Exercise
Each line from the one containing "detect the sky." through the end of the data is to be written out exactly, and nothing more.

---

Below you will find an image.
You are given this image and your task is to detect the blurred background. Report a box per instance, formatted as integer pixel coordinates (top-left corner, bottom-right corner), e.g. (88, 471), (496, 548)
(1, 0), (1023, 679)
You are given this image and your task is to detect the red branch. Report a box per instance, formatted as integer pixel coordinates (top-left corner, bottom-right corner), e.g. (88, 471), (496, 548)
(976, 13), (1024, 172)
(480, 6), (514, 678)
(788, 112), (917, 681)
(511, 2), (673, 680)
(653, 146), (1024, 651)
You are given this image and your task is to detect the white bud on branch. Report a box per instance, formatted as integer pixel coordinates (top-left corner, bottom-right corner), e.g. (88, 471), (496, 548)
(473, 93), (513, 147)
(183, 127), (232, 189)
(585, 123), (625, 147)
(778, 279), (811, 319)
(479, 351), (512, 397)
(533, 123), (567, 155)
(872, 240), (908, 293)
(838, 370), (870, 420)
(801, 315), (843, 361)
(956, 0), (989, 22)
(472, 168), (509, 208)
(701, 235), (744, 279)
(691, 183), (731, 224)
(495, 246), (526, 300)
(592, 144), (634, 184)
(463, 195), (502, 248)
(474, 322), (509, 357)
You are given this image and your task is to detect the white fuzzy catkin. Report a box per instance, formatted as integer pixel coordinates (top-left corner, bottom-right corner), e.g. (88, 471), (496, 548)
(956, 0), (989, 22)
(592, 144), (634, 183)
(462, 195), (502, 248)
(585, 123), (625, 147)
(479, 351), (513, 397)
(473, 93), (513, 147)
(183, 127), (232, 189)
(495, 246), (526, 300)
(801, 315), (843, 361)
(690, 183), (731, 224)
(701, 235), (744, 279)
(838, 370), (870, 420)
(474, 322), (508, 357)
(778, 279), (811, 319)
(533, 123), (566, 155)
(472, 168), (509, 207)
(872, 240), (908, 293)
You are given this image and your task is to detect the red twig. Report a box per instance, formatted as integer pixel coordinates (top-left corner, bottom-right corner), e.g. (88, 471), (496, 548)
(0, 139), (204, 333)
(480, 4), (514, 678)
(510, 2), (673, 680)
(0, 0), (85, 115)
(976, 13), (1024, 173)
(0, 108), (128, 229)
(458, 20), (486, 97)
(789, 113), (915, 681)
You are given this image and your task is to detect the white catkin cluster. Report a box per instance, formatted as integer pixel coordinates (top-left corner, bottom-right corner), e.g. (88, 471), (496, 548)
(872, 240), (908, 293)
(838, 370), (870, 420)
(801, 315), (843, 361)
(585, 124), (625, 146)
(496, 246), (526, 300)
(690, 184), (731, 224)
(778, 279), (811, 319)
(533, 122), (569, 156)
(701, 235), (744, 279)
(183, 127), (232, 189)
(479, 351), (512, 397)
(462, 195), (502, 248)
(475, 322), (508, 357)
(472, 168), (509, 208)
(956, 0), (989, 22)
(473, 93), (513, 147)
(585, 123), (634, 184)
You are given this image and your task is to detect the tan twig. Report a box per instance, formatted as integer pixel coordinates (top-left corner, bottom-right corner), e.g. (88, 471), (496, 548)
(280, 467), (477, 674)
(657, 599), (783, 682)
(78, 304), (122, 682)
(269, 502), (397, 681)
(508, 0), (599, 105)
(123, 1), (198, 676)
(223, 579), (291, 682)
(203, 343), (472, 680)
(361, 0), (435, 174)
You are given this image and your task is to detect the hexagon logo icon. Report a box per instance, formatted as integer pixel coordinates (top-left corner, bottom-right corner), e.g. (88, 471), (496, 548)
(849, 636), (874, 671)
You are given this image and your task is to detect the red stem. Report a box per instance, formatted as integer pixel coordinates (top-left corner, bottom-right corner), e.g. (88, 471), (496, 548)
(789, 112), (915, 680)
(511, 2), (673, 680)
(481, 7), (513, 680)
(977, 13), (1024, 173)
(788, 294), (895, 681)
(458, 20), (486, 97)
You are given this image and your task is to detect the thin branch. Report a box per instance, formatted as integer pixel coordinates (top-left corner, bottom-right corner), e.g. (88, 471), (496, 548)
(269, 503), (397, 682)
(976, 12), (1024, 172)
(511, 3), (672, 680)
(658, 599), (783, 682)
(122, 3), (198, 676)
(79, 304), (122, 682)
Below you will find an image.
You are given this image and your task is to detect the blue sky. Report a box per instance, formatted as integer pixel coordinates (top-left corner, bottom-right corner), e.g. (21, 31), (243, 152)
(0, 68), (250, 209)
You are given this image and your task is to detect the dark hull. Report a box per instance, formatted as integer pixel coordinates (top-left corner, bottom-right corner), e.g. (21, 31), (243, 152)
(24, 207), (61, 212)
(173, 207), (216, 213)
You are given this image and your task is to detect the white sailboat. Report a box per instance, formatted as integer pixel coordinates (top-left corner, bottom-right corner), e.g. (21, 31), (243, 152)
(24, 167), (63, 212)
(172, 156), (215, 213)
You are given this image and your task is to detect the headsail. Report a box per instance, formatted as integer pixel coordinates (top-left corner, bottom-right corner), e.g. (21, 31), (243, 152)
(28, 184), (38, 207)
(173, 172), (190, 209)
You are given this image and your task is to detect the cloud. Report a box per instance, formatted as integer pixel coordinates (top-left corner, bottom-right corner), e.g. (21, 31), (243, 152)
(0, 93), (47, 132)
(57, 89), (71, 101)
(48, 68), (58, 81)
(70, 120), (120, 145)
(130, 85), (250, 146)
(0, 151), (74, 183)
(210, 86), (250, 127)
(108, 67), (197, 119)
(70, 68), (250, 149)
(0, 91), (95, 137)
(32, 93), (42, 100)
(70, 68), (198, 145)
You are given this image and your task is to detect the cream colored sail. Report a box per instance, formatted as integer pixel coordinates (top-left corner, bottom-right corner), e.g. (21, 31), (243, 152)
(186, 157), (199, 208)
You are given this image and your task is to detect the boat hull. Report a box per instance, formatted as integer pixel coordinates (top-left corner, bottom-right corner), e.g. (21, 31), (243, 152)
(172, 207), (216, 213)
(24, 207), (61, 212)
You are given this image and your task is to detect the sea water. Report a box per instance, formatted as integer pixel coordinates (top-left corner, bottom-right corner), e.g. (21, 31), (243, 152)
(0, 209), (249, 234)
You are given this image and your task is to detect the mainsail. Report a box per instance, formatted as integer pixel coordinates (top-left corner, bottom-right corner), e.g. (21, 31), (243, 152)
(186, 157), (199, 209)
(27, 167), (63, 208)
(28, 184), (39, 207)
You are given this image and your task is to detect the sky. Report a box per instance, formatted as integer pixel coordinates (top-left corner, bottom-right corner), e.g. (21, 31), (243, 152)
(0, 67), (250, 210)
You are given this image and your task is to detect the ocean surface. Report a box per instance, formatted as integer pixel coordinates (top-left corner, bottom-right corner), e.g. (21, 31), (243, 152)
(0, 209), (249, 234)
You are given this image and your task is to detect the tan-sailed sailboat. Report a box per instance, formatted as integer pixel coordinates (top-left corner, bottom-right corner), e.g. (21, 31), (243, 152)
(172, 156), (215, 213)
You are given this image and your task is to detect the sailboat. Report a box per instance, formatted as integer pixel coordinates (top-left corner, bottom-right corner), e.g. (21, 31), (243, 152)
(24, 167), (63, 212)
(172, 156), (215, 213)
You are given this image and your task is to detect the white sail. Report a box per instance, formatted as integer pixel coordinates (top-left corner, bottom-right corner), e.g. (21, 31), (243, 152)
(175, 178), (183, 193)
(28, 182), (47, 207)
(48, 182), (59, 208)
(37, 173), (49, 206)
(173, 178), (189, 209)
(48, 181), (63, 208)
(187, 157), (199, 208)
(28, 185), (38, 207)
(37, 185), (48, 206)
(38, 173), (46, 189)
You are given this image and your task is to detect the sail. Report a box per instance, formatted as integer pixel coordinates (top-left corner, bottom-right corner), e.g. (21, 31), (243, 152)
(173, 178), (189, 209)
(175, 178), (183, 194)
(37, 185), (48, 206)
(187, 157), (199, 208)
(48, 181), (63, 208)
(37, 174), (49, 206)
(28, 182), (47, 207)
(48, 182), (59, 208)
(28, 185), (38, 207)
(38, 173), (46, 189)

---

Result of the task
You are given this image and your task is to detect the sky. Report a box per instance, formatted as integer pixel coordinates (top-left corner, bottom-right corner), e.g. (21, 31), (243, 152)
(0, 67), (250, 210)
You are given this image and your task is to detect the ocean surface. Report a box per instance, formatted as integer pixel coordinates (top-left corner, bottom-right corner), e.g. (21, 31), (243, 152)
(0, 209), (249, 234)
You are given this image and your task is to detect the tan-sailed sailboat. Report a box per instance, formatted as integer pixel coordinates (top-left corner, bottom-right corner), e.g. (21, 31), (243, 152)
(172, 156), (215, 213)
You are given this image and your task is to detect the sailboat. Report a box per instance, formatted as integer pixel coordinates (top-left corner, bottom-right corner), e.g. (21, 31), (243, 152)
(24, 167), (63, 212)
(172, 156), (215, 213)
You are given this image and your task is to detect the white sail. Report a box per instance, formatted as integer pixel coordinates (top-left corner, bottom-right corner), e.g. (21, 31), (243, 152)
(175, 178), (183, 193)
(28, 182), (47, 207)
(48, 182), (59, 208)
(37, 173), (49, 206)
(173, 178), (189, 209)
(48, 181), (63, 208)
(187, 157), (199, 208)
(28, 185), (38, 207)
(37, 185), (48, 206)
(38, 173), (46, 189)
You are given this image and your task is to detect the sail. Report a box per instance, formatted as integer pixel coordinates (top-left corner, bottom-right corner), e.g. (21, 31), (243, 152)
(173, 178), (189, 209)
(175, 178), (183, 194)
(37, 185), (48, 206)
(187, 157), (199, 208)
(48, 181), (63, 208)
(37, 174), (49, 206)
(28, 182), (47, 207)
(48, 182), (59, 208)
(28, 185), (38, 207)
(38, 173), (46, 189)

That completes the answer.